▸ **DATA FOR THIS TASK**
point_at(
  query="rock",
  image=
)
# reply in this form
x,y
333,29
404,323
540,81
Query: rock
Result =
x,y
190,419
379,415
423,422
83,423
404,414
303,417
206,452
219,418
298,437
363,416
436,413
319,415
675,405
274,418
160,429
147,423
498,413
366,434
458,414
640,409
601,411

▸ **GIVEN PROBLEM**
Can you reproduce every entry above character for character, with no changes?

▸ **RESULT BELOW**
point_at(
  query="rock",
  image=
)
# reply in this form
x,y
333,29
404,323
540,81
Query: rock
Result =
x,y
190,419
379,415
423,422
83,423
404,414
303,417
206,452
219,418
298,437
363,416
436,413
319,415
675,405
274,418
160,429
147,423
498,413
366,434
458,414
640,409
601,411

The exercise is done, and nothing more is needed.